▸ **Provided passage**:
┏━━
Connecticut Superior Court, Judicial District of Hartford-New Britain at Hartford
May 18, 1992
1992 Ct. Sup. 4520 (Conn. Super. Ct. 1992)

Opinion

No. CV-90-0382110

MAY 18, 1992


MEMORANDUM OF DECISION ON MOTION TO STRIKE SPECIAL DEFENSES


The plaintiff, the Commissioner of Environmental Protection (hereinafter "plaintiff"), filed a five-count complaint on August 9, 1990, against defendants, South Farms of Middletown, Inc., Glenn Russo, Sisters of The Garden, Inc., Shirley Shefcyk. The complaint alleges the following facts. South Farms of Middletown, Inc. (hereinafter "South Farms), a Connecticut corporation, is the record owner of a parcel of land, known as Talcott Ridge Subdivision, located in the City of Middletown. Glenn Russo is the President of South Farms and is the named permittee on Middletown Inland Wetlands and Water Courses Agency Permit No. 87-26, which allows Russo to conduct a regulated activity on the property.

At the time this lawsuit was initiated, Leslie Carothers was serving as the Commissioner of Environmental Protection. Subsequently, Timothy Keeney was appointed Commissioner of Environmental Protection.

In the first count, the complaint alleges that the plaintiff issued a pollution abatement order on February 22, 1990 to South Farms with which South Farms failed to comply. The third and fourth counts allege that South Farms caused water containing sediment to be discharged in violation of General Statutes 22a-427. The fifth count alleges that Russo and/or South Farms "conducted regulated activities affecting watercourses in the State of Connecticut without a permit and/or beyond the scope of Permit No. 87-26 in violation of General Statutes 22a-42(c) and Regulations of Connecticut State Agencies (RCSA) 22a-39-4.1." Plaintiff's Complaint, p. 6. The second count is directed against other defendants not parties to the motion presently before the court.

On November 19, 1991, Russo and South Farms (hereinafter, "defendants") filed an "Answer with Revised Special Defenses" in which twenty-four special defenses were asserted.

On January 21, 1992, the plaintiff filed a motion to strike twenty of the defendants' special defenses. Along with the motion to strike, the plaintiff filed a memorandum of law in support, and the defendants filed a timely memorandum of law in opposition.

The function of a motion to strike "is to test the legal sufficiency of a pleading." Ferryman v. Groton, 212 Conn. 138, 142, 561 A.2d 432 (1989). The motion to strike "admits all facts well pleaded; it does not admit legal conclusions or the truth or accuracy of opinions stated in the pleadings. (Emphasis in the original). Mingachos v. CBS, Inc., 196 Conn. 91, 108, 491 A.2d 368 (1985). The court must construe the allegations of the pleading in the manner most favorable to the pleader. Blancato v. Feldspar Corp., 203 Conn. 34, 36 522 A.2d 1235 (1987).
┗━━
▸ **Dataset excerpts**:
┏━━
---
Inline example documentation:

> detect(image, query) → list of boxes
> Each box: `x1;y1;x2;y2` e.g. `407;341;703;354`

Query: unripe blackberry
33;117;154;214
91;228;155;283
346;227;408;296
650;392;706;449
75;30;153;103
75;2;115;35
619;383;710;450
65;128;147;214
┗━━
┏━━
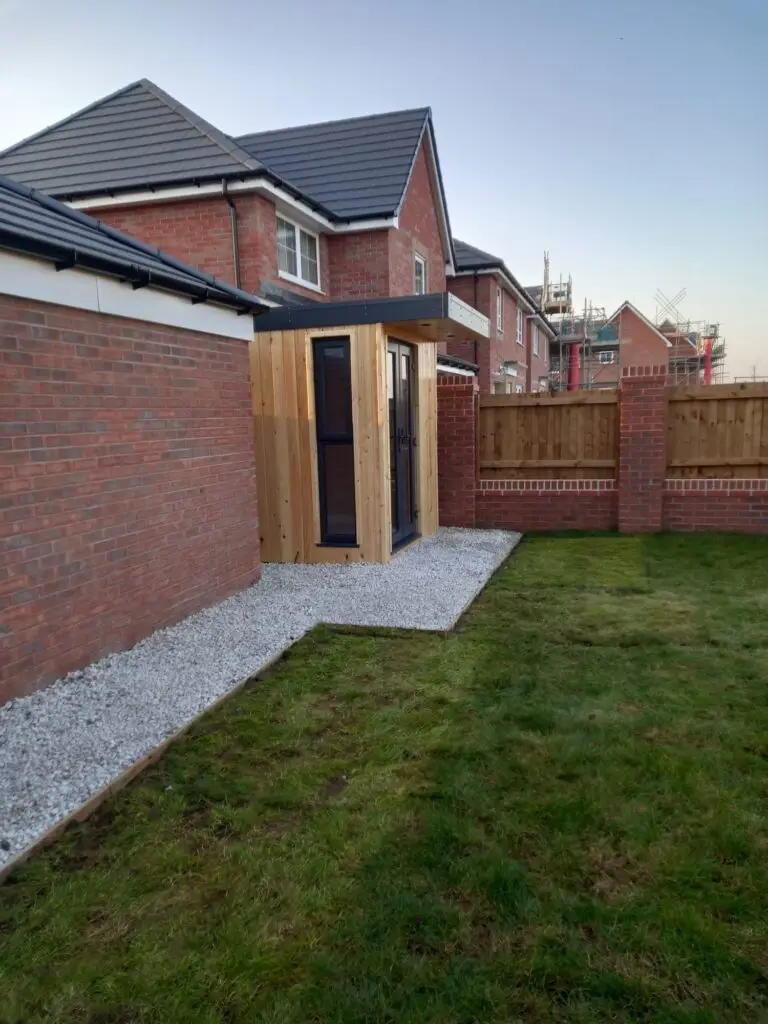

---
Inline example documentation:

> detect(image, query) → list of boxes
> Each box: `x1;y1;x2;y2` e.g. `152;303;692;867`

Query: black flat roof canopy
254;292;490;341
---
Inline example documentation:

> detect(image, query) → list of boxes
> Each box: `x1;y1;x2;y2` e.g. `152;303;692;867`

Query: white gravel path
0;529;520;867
┗━━
▸ **The request**: Resume the court memorandum on the motion to strike special defenses, beginning right after its final sentence.

▸ **Final result**:
I First Defense to First Count First Defense to Fifth Count

In the above special defenses, the defendants allege that the plaintiff had no authority to issue orders concerning inland wetlands while the city of Middletown Inland Wetlands and Watercourses Agency existed.

The plaintiff moves that these special defenses be stricken on the ground that they are legally insufficient in that General Statutes 22a-6 and 22a-39 (a), (b) and (j) empower the Commissioner to issue orders concerning inlands despite the existence of a municipal inland wetlands agency.

The defendants respond, in their memorandum of law in opposition to the motion to strike, that General Statutes 22a-42 vests exclusive authority to regulate inland wetlands with the existing municipal inland wetlands agency.

A motion to strike is properly granted where a pleading alleges legal conclusions unsupported by facts. Mora v. Aetna Life Casualty Ins. Co., 13 Conn. App. 208, 211, 535 A.2d 390 (1988).

The defendants have alleged only the legal conclusions that the plaintiff is without authority to act in this case and that the local inland wetland commission has exclusive jurisdiction to regulate in this area. The defendants have pled neither facts nor statutory authority to support these special defenses. Therefore, the first defense to count one and the first defense to count five are stricken.

II Second Defense to First Count Seventh Defense to Third Count Seventh Defense to Fourth Count Second Defense to Fifth Count

In the above special defenses, the defendants allege that Marla Butts, an employee of the DEP, and Assistant Attorney General Richard Webb entered into an agreement with the defendants called the Erosion and Sedimentation Control Plan. The defendants allege that considerable sums were expended in reliance on the agreement to implement the plan, and therefore the plaintiff is estopped from enforcing the pollution abatement order.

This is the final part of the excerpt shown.